**Exercise aim**
Restate the entries word for word, omitting nothing.

Data entries
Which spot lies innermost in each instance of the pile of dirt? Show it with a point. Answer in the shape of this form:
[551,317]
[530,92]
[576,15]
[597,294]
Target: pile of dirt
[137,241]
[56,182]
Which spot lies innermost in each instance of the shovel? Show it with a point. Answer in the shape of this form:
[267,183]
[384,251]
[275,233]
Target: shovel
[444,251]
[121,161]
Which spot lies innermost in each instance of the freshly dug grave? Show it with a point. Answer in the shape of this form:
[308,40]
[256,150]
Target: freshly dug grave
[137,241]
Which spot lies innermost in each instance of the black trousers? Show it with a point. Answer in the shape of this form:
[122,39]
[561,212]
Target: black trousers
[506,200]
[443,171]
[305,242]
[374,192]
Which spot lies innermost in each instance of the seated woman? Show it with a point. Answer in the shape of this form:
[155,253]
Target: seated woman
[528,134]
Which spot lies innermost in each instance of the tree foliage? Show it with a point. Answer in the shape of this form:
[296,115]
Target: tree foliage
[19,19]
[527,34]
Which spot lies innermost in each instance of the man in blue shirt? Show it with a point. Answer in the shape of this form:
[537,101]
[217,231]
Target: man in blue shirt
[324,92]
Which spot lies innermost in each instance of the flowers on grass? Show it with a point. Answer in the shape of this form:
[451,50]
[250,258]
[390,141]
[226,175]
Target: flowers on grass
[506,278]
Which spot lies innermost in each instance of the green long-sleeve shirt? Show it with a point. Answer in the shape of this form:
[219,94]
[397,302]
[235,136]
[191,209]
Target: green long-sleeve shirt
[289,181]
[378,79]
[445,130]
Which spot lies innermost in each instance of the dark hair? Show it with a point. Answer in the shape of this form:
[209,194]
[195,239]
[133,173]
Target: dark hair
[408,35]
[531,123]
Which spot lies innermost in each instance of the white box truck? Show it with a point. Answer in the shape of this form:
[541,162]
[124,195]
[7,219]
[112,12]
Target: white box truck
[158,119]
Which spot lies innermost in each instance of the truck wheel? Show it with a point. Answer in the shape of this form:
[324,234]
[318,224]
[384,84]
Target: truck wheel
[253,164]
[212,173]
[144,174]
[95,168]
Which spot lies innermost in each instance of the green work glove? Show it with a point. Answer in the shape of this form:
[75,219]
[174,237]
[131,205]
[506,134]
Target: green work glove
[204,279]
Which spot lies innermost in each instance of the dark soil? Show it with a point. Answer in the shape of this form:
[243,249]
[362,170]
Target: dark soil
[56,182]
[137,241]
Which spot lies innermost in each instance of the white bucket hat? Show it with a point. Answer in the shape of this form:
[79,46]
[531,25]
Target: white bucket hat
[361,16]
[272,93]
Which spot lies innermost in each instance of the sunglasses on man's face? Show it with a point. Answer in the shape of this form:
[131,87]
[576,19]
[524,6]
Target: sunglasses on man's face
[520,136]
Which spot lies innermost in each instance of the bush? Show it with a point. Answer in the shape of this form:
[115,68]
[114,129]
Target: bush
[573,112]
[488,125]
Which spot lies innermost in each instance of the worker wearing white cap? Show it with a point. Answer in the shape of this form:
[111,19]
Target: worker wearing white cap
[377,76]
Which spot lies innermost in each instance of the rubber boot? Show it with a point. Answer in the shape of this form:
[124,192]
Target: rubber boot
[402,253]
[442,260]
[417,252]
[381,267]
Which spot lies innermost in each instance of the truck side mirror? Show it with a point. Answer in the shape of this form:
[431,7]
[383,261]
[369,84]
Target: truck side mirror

**Exercise answer**
Which spot lies innermost in each instance of the pile of dirt? Show it with a point. Answer in the shape of this form:
[551,317]
[530,92]
[576,15]
[597,294]
Target: pile of dirt
[137,241]
[56,182]
Which spot lies innermost in each instance of the shovel? Show it with a point. Answer in the shape of this form:
[267,183]
[384,251]
[275,233]
Target: shovel
[444,251]
[121,161]
Which spot lies innermost in each instance of the freshly dug grave? Show it with a point. Answer in the shape of this form:
[308,40]
[256,150]
Target: freshly dug grave
[137,241]
Which spot lies innermost in each instance of the black trousers? Show it with a point. Answer in the shape of this form:
[122,39]
[561,212]
Target: black trousers
[506,200]
[443,171]
[305,242]
[374,192]
Which spot lies innermost in each instance of the seated woman? Show it with a point. Answer in the shape of this form:
[155,253]
Target: seated woman
[528,134]
Which spot lies innermost in each instance of the tree foliage? Show it with a point. Answer in the shape of this form:
[296,115]
Target: tree foliage
[19,19]
[527,34]
Which spot lies innermost in each instance of the man in blue shirt? Show it with a point. Answer in the shape of this form:
[537,101]
[217,231]
Target: man in blue shirt
[324,92]
Which spot lies innermost in each instance of the flowers on grass? Show it with a point. Answer in the shape of this form:
[451,50]
[250,258]
[390,141]
[226,175]
Target: flowers on grass
[506,278]
Which spot lies innermost in each instance of the green long-sleeve shirt? Show it with a point. Answer in the shape of this form:
[219,94]
[397,302]
[235,136]
[191,209]
Target: green long-sleeve shirt
[289,181]
[378,79]
[445,130]
Which spot lies innermost in each instance of the dark hair? Show it with a point. Answer in the shape of this form:
[209,194]
[195,239]
[133,173]
Target: dark hair
[408,35]
[531,123]
Which spot lies innermost in each instance of the white box truck? Show it with a point. Answer in the shape of this form:
[541,162]
[124,195]
[7,219]
[112,12]
Target: white box truck
[158,119]
Which spot lies innermost in each instance of the truck wheel? Show it with a point. Answer in the shape of this form:
[324,234]
[318,224]
[384,84]
Target: truck wheel
[253,164]
[212,173]
[144,174]
[95,168]
Which spot lies innermost in each instance of the green work glove? Show it with a point. Answer in the shape of this form:
[75,219]
[174,237]
[131,205]
[506,134]
Target: green work glove
[204,279]
Which spot lies innermost in each instance of the dark soil? Show it with a point. Answer in the shape of this form:
[243,249]
[362,170]
Target: dark soil
[56,182]
[137,241]
Which spot lies innermost in each instance of the white bucket hat? Show it with a point. Answer in the shape of this form:
[79,46]
[531,25]
Target: white bucket hat
[361,16]
[272,93]
Which spot lies innermost in each instance of the sunglasses on man's face? Show it with a point. Answer in the shape of this form:
[131,87]
[576,19]
[524,6]
Target: sunglasses on man's face
[520,136]
Which spot lies innermost in each instance of the bush? Show it with a point. Answer in the shape of this form:
[115,68]
[114,129]
Target: bush
[573,112]
[488,125]
Which spot lies innermost in each instance of the worker wearing white cap? Show it with a point. Answer in the shape of this form:
[111,19]
Target: worker wearing white cap
[377,76]
Which spot lies innermost in each instance of the rubber boot? Show it with a point. Answer in the shape of this form:
[124,192]
Target: rubber boot
[402,253]
[442,260]
[417,252]
[381,267]
Which spot lies innermost in each instance of the truck side mirror? Show it with a point. Answer in the shape of this form:
[431,7]
[383,261]
[369,84]
Target: truck side mirror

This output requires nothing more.